(Dataset lines on where objects appear)
** START **

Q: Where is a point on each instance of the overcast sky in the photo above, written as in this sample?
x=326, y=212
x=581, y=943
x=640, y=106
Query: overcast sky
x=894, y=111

** END **

Reproduce the lines above, switching every "overcast sky" to "cloudy sky" and changing nothing else.

### Finished answer
Q: Where is a point on each instance of the cloudy sky in the photo above, written as in this sample?
x=326, y=212
x=581, y=943
x=640, y=106
Query: cloudy sky
x=894, y=111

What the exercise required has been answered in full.